### Task requirements
A – Answer these questions from the cold chain text:
(i) How long did the refrigeration outage last during the berry shipment?
(ii) What did the Midwestern medical center have to discard?
(iii) What two protective measures are both industries adopting against fraud?
B – Reproduce word for word the part of the cold chain text from "Meanwhile, a Midwestern" up to and including "or healthcare facilities.".

### Passage to read
Cold Chain = Shared Infrastructure
In produce, temperature control determines freshness, flavor, and shelf life. In healthcare, it determines clinical safety and therapeutic effectiveness. If berries warm up, their shelf life shortens; if insulin warms, its stability and effectiveness may be compromised.
To prevent these outcomes, both industries rely on refrigerated transport, continuous monitoring systems that track temperature throughout transit, rapid response procedures when deviations are detected, and clear documentation of every handoff.
Different products, same operational truth: time and temperature determine value.
Let’s take a look at some examples. We’ll start with a berry distributor in California. During shipment from the warehouse to retailer, the load experienced a 90-minute refrigeration outage. The fruit appeared fine upon arrival, but its shelf life was reduced significantly, leaving the retailer with less time to sell.
Meanwhile, a Midwestern medical center was forced to discard an entire insulin batch after a delayed storage alarm resulted in prolonged exposure to unsafe temperatures.
Different products, same operational truth: time and temperature determine value.
Chain of Custody and Accountability
Whether shipping peaches or vaccines, the journey typically involves producers or manufacturers, packers or distributors, brokers or coordinators, carriers, and destination receivers such as retailers or healthcare facilities.
Each transfer introduces the potential for miscommunication or temperature variation.
Both industries are moving away from paper logs and siloed documentation toward digitally signed chain-of-custody records, shared traceability platforms, and real-time monitoring dashboards to ensure clear documentation and accountability across the entire supply chain.
Fraud: A Quiet Challenge
Fraud is rising across both sectors and elsewhere. In produce, double brokering, carrier impersonation, spoofed pickup instructions, and cargo theft have become more frequent.
Pharmaceuticals face similar risks, such as counterfeit medications entering supply chains, diverted controlled substances, and falsified temperature records.
Because high value and perishability create incentives for exploitation, both industries are adopting identity verification and behavioral risk-scoring as protective measures.
“Experienced professionals hold deep intuition shaped by years of experience in the field, while newer workers bring digital fluency and adaptability.”
The Role of Generative AI: Clarity for Decisions
Both the fresh produce and pharmaceutical industries rely on workforces that span multiple languages, generations, and levels of technical familiarity.
Generative AI is emerging as a practical support tool in these environments. A GenAI copilot can summarize temperature histories into clear, plain-language explanations and describe chain-of-custody events as they occur.

### Input data
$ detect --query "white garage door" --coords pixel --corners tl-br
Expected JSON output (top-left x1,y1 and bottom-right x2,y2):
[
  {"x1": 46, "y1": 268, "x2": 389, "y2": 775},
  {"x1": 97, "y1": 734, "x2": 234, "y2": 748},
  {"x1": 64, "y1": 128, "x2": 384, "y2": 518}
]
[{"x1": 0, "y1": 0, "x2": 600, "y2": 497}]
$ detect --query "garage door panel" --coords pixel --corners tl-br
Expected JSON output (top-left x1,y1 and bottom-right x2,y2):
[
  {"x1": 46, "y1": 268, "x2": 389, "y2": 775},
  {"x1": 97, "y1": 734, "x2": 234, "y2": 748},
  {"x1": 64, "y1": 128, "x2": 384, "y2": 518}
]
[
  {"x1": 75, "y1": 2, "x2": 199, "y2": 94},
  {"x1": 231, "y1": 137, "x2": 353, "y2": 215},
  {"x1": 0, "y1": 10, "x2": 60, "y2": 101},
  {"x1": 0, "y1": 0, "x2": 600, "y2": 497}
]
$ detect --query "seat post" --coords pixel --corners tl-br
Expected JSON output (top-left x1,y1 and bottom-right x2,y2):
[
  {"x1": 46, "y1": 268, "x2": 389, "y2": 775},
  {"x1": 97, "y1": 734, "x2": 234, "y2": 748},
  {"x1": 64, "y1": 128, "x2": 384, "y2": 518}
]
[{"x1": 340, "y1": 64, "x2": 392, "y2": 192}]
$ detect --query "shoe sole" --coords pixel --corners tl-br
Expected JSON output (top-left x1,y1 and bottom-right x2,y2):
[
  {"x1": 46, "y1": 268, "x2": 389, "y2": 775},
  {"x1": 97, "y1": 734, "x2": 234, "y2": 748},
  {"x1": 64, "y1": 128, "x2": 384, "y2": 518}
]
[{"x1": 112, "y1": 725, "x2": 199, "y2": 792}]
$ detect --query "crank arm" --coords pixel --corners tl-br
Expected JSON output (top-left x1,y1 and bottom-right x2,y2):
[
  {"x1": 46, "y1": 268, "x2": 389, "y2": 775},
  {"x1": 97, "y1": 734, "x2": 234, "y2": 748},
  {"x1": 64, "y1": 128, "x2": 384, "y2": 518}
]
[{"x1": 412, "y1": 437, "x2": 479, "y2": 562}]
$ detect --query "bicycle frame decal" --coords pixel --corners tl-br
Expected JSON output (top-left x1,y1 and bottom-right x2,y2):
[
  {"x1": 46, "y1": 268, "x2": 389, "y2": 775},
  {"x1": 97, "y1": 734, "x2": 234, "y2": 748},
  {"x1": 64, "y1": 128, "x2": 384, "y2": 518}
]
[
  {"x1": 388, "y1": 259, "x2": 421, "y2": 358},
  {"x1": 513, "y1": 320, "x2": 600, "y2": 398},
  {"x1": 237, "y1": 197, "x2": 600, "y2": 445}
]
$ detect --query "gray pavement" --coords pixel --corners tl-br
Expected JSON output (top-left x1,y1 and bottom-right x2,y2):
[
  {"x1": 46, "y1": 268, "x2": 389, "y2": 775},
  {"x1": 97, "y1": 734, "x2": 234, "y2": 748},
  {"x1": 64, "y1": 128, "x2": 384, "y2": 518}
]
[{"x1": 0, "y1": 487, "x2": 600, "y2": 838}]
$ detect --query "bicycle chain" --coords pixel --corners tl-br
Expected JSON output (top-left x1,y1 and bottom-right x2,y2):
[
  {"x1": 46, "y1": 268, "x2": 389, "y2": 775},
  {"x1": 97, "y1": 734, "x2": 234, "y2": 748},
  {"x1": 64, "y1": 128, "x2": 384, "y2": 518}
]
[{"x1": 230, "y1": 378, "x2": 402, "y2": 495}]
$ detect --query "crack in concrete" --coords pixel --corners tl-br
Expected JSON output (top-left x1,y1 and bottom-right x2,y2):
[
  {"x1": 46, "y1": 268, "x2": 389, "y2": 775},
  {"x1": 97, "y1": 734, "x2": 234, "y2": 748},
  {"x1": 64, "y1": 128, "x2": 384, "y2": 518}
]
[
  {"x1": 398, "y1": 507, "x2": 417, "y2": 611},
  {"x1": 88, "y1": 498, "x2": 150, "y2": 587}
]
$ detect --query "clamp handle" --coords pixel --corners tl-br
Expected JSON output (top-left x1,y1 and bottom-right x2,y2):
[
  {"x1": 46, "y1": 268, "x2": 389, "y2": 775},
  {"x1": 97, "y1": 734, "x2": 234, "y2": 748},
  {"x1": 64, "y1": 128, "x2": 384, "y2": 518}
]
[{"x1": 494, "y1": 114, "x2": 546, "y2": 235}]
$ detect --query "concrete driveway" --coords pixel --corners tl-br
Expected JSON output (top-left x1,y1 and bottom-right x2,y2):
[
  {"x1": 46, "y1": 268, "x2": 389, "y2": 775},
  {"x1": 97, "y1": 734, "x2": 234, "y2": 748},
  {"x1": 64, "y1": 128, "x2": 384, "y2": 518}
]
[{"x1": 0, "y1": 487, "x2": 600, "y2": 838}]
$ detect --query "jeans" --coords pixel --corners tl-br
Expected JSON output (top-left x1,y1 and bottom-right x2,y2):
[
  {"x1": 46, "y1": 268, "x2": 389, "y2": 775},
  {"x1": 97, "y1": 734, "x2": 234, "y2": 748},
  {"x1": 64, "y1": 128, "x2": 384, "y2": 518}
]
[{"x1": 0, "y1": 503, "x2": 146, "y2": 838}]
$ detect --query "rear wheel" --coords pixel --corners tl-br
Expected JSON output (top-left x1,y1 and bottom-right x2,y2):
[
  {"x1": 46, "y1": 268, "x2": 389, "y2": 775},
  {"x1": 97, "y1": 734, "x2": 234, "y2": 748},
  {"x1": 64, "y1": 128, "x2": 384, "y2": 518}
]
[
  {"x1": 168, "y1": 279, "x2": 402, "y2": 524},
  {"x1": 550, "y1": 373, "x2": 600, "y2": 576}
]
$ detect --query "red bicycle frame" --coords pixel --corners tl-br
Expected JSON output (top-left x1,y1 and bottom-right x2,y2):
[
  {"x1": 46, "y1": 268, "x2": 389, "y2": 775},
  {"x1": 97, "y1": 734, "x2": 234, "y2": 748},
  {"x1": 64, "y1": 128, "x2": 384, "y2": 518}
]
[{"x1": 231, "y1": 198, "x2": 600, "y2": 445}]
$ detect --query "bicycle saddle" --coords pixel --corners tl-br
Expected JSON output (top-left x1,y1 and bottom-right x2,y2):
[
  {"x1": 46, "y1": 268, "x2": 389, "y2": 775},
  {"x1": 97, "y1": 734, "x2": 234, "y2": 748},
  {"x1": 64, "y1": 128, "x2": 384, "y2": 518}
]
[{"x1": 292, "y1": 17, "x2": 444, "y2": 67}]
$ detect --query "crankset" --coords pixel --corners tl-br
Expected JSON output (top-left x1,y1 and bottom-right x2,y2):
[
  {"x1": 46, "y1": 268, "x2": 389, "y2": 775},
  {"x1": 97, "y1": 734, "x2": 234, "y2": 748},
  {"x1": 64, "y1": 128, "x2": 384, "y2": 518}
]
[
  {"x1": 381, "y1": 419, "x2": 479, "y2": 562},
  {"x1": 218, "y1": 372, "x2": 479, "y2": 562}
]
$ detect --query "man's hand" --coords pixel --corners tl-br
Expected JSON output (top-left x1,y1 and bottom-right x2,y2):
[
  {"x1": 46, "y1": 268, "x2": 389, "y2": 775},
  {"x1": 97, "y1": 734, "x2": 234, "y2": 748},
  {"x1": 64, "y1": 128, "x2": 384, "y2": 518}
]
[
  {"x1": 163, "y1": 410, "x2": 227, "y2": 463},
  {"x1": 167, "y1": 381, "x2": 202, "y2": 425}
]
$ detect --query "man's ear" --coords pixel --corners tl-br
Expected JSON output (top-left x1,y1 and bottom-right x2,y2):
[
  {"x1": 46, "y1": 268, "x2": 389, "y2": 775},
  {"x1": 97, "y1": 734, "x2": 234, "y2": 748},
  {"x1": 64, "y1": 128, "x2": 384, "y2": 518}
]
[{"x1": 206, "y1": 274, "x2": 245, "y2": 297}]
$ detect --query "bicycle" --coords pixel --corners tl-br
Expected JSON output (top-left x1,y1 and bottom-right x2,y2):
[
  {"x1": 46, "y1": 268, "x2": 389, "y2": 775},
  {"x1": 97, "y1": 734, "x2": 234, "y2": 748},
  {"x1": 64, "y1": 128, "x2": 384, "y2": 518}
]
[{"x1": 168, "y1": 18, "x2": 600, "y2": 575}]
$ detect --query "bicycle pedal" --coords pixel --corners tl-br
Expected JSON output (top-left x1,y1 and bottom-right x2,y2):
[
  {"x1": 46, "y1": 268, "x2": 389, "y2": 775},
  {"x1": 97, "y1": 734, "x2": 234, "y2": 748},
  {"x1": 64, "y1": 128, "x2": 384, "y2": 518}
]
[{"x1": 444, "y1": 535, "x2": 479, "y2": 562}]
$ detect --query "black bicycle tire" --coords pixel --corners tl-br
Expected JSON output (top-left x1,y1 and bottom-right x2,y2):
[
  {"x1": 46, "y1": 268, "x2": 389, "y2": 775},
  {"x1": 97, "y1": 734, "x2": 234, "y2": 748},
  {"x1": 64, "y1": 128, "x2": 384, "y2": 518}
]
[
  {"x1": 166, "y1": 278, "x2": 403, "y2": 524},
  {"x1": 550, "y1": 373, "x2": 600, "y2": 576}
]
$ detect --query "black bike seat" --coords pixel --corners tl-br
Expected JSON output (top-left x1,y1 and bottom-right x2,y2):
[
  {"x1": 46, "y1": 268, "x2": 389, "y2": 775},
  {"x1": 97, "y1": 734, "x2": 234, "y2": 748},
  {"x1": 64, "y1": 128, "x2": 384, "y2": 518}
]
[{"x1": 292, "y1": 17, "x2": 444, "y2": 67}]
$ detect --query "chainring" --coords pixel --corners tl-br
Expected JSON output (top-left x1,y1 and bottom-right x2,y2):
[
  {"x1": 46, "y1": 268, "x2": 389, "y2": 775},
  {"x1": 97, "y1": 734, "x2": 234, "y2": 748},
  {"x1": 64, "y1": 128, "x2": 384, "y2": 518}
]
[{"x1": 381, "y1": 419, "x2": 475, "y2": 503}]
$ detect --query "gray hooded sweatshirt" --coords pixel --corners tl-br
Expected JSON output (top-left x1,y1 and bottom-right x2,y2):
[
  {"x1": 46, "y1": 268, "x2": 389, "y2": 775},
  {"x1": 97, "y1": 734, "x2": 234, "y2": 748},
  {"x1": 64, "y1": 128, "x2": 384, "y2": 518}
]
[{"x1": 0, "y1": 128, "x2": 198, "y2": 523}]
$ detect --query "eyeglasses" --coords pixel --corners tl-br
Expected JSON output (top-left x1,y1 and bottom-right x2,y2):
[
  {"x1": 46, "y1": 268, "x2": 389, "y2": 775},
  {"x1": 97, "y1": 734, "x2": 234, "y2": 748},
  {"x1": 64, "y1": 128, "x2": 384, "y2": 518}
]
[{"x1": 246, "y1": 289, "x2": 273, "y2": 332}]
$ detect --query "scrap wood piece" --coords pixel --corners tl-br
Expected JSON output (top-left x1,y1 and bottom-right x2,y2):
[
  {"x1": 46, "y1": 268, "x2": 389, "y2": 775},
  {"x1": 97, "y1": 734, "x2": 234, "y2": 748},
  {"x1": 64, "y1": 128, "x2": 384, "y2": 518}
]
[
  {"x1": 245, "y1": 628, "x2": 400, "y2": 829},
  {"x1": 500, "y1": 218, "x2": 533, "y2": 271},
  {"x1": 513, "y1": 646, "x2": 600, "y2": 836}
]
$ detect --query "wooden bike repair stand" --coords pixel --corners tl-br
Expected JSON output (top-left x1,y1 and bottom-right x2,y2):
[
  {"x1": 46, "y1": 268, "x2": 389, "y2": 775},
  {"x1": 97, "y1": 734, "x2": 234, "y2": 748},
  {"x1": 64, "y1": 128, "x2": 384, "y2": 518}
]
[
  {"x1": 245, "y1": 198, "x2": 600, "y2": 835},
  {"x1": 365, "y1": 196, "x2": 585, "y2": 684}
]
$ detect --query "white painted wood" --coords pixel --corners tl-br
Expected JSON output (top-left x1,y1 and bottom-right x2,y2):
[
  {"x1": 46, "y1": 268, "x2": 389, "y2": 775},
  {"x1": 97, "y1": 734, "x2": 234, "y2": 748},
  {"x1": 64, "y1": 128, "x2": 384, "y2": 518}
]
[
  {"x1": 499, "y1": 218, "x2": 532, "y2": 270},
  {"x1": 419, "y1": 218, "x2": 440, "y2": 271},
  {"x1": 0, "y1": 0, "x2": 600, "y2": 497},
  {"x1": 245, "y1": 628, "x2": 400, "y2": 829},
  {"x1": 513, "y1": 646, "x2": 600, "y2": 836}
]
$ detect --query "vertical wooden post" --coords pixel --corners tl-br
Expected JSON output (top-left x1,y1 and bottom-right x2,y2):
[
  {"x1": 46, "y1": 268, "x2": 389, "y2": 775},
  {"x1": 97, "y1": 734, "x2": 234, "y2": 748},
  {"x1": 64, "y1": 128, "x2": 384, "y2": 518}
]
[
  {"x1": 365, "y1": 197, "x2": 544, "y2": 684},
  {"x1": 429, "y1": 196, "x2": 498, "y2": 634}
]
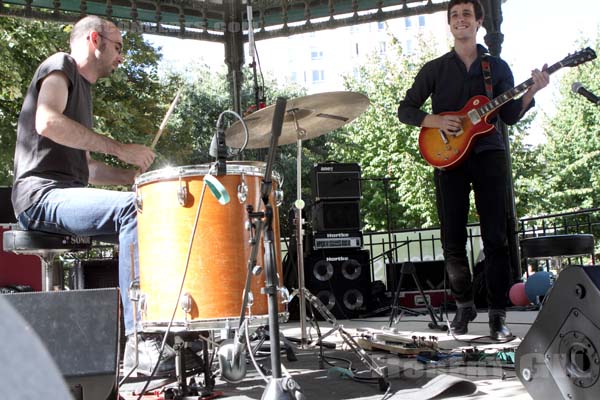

### Solutions for each task
A –
(i) 90 minutes
(ii) An entire insulin batch
(iii) Identity verification and behavioral risk-scoring

B –
Meanwhile, a Midwestern medical center was forced to discard an entire insulin batch after a delayed storage alarm resulted in prolonged exposure to unsafe temperatures.
Different products, same operational truth: time and temperature determine value.
Chain of Custody and Accountability
Whether shipping peaches or vaccines, the journey typically involves producers or manufacturers, packers or distributors, brokers or coordinators, carriers, and destination receivers such as retailers or healthcare facilities.